▸ **AIM OF THE EXERCISE**
Rewrite the material with "door" replaced by "gate" and everything else unchanged. Leave the pictures out of your answer.

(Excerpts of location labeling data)
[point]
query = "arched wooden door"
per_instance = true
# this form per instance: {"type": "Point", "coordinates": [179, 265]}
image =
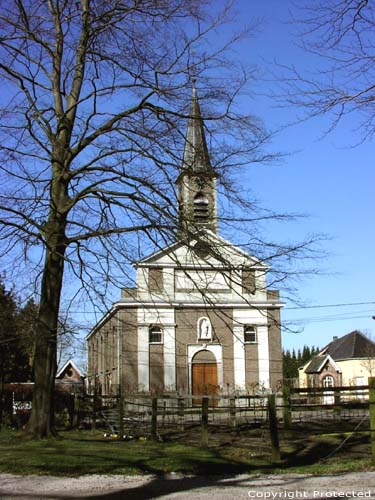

▸ **EXERCISE RESULT**
[point]
query = "arched wooden gate"
per_instance = true
# this form per instance: {"type": "Point", "coordinates": [179, 265]}
image =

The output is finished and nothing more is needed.